### SELECTION
I believe the issue I am seeing is that the backend gets locked by the call to SetGatewaySubscription from the forwarder.go file, which is trying to set the gateway subscriptions, then the connection to the broker is lost. The SetGatewaySubscription then enters an infinite for loop and continuously fails to subscribe because the broker isn't connected. In the case of the code I was testing above, we never see the disconnect() and connect() funcs trigger because they can't obtain the lock on the backend.

I am going to do some testing with the following additions of IsConnected checks to the SetGatewaySubscription func:

// SetGatewaySubscription (un)subscribes the given gateway.

### INFORMATION SHOWN
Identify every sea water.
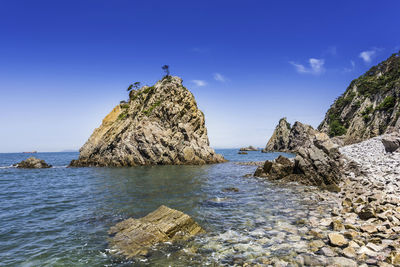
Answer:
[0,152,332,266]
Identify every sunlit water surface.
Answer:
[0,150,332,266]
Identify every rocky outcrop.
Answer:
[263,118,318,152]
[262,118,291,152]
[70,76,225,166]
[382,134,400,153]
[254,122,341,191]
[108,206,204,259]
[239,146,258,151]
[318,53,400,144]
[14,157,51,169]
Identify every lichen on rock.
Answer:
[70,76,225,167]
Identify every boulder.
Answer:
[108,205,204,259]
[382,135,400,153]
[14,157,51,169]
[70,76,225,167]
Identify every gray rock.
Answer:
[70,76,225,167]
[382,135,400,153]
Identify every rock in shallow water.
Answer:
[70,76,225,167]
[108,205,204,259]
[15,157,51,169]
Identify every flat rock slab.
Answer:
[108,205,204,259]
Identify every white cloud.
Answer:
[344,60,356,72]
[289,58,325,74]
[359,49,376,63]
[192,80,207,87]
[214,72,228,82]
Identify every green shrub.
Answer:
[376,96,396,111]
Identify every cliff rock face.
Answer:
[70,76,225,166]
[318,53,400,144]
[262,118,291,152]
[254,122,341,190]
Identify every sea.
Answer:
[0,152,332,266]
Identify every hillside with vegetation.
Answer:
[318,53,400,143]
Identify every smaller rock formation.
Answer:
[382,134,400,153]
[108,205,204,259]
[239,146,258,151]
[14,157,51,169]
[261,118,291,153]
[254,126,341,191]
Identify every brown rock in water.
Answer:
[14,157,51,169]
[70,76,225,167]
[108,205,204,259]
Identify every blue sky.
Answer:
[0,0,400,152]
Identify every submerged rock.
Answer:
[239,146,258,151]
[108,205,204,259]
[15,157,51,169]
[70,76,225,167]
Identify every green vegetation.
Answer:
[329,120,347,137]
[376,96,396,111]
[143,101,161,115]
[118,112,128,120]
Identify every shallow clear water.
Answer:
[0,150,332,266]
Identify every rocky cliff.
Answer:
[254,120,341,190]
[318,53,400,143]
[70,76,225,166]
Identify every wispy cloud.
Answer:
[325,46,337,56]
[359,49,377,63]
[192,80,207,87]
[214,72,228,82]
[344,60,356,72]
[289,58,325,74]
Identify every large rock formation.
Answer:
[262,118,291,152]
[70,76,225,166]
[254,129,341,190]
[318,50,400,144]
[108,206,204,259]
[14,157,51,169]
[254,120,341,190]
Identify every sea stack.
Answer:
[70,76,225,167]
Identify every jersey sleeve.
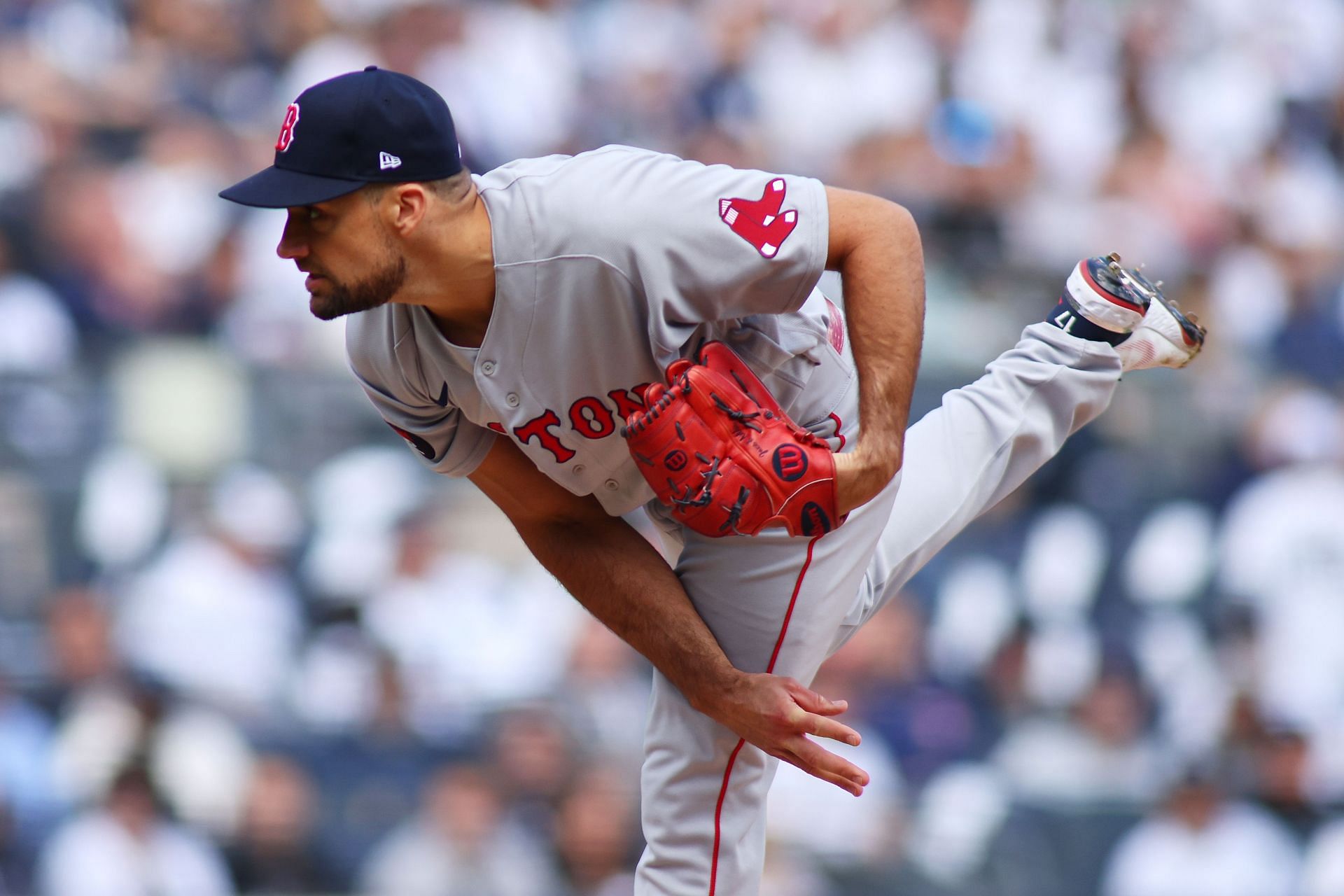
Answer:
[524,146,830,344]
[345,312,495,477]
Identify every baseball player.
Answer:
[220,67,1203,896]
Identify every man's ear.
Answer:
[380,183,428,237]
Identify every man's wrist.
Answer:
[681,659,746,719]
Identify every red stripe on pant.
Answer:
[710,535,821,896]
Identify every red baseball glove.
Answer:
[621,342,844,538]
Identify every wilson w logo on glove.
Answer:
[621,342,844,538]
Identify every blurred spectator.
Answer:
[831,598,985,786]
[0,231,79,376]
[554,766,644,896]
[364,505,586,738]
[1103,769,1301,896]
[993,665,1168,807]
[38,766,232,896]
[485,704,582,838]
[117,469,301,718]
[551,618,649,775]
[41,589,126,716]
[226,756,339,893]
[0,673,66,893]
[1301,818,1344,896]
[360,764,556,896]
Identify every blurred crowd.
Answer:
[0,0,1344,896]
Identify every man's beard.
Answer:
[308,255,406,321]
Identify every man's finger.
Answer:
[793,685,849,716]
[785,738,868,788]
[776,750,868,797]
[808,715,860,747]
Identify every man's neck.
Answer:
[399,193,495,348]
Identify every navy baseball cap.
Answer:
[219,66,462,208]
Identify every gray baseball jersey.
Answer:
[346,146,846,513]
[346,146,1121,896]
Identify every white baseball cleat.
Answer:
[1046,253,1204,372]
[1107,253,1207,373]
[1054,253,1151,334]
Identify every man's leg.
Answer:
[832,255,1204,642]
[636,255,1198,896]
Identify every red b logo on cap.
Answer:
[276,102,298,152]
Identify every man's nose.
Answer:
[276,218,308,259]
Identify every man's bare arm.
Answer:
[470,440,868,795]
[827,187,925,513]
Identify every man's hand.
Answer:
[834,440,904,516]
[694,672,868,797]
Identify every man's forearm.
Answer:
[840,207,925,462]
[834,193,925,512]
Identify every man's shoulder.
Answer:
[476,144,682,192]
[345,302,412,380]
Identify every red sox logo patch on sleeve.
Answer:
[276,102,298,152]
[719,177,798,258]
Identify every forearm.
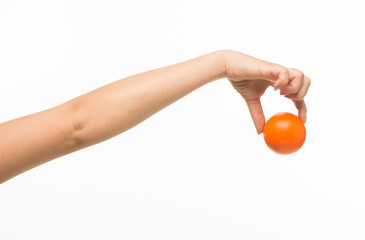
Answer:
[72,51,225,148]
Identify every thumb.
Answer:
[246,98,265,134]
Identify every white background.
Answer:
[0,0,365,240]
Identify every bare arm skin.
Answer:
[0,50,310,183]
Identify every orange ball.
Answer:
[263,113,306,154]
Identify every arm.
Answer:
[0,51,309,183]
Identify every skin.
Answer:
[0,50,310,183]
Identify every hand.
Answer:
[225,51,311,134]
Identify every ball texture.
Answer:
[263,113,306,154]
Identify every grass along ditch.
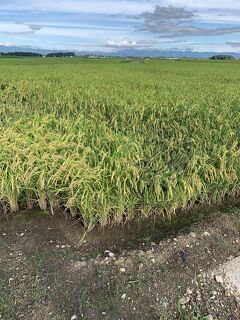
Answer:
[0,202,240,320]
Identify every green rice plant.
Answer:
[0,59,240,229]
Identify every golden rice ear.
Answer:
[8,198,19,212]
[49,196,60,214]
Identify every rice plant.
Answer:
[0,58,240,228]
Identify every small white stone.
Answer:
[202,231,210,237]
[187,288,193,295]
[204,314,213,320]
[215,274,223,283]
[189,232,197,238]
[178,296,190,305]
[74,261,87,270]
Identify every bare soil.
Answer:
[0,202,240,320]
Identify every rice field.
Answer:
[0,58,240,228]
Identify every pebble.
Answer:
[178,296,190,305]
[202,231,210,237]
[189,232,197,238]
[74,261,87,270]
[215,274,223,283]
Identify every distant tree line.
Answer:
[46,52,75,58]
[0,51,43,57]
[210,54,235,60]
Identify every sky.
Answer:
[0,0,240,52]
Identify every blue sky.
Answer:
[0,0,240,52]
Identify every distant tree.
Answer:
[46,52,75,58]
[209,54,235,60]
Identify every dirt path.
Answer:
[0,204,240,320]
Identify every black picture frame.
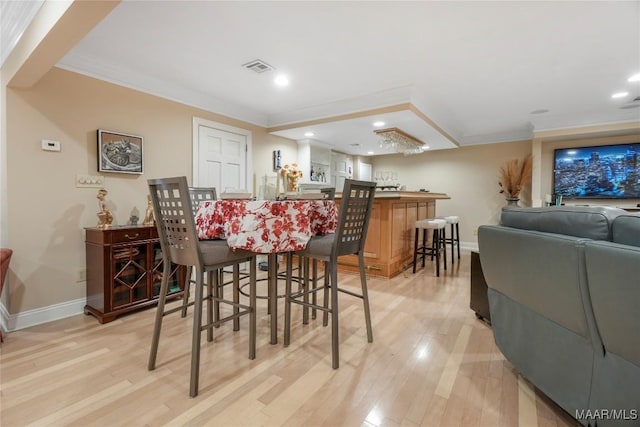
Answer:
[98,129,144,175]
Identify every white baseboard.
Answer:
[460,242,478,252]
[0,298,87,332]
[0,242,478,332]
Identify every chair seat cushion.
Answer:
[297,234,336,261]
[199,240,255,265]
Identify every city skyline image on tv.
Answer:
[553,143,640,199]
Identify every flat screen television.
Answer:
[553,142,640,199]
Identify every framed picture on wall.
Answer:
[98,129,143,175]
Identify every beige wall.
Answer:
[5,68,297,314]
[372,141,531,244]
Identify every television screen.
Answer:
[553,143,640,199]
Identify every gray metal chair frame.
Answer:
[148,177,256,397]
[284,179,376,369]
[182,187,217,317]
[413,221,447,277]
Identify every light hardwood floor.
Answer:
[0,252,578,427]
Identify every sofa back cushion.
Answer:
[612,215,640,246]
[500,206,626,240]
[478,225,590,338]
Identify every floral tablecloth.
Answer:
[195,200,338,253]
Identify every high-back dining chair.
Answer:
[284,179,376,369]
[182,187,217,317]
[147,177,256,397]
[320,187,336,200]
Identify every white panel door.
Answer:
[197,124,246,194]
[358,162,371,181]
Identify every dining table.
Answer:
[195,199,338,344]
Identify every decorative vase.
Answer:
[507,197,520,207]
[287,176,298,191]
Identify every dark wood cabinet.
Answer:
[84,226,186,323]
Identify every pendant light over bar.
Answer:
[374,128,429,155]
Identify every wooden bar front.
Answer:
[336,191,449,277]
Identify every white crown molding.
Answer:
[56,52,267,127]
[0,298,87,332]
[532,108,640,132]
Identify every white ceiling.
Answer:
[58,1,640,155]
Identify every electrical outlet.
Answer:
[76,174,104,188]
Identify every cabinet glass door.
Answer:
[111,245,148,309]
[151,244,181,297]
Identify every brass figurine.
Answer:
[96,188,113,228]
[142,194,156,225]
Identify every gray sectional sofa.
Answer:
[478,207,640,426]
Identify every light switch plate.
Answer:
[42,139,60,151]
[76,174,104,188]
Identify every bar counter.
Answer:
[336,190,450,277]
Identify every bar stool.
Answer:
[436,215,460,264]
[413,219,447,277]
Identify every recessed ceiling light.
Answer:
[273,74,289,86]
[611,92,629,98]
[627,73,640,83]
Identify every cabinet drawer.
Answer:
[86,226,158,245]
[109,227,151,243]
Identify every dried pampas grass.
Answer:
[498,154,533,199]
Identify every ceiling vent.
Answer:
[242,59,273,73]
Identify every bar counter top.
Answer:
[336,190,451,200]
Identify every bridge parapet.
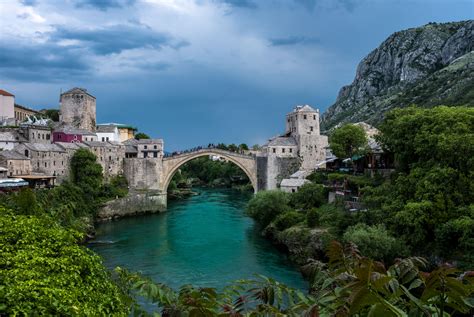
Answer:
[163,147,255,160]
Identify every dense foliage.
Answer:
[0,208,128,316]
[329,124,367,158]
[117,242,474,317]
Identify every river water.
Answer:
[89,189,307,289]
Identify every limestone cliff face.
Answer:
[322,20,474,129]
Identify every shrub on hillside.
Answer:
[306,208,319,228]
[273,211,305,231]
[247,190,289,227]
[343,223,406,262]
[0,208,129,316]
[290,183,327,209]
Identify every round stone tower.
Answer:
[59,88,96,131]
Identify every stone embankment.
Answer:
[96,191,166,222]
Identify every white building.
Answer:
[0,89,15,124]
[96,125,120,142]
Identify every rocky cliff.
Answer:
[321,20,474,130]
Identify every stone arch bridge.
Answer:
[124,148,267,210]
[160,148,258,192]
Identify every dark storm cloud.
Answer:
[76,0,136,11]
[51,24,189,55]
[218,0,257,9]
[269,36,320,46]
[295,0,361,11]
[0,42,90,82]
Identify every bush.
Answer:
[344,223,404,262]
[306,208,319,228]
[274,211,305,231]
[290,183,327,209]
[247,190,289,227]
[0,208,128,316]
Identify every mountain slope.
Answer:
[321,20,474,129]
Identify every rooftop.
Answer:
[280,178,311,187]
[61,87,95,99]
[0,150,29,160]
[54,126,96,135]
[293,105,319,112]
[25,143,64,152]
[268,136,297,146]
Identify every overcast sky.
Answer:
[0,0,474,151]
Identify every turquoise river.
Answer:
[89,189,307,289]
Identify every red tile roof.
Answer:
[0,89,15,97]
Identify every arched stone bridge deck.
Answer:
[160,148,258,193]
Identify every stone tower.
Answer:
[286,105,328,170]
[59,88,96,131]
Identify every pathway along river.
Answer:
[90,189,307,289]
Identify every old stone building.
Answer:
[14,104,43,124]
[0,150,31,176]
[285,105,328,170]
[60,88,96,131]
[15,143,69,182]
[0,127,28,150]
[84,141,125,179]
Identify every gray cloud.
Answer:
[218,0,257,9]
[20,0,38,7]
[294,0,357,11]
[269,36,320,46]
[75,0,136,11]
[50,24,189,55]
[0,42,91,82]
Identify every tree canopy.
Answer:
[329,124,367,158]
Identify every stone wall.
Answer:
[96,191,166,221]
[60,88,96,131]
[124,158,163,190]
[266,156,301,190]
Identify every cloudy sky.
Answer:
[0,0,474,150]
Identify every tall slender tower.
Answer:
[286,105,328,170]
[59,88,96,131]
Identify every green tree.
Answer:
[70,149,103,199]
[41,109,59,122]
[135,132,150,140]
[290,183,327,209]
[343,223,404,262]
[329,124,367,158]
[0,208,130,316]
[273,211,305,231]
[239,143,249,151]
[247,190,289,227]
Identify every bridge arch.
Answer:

### YOUR OBJECTIVE
Please quote the forum post about the SetGatewaySubscription lock in full, word for word.

### OUTPUT BELOW
I believe the issue I am seeing is that the backend gets locked by the call to SetGatewaySubscription from the forwarder.go file, which is trying to set the gateway subscriptions, then the connection to the broker is lost. The SetGatewaySubscription then enters an infinite for loop and continuously fails to subscribe because the broker isn't connected. In the case of the code I was testing above, we never see the disconnect() and connect() funcs trigger because they can't obtain the lock on the backend.

I am going to do some testing with the following additions of IsConnected checks to the SetGatewaySubscription func:

// SetGatewaySubscription (un)subscribes the given gateway.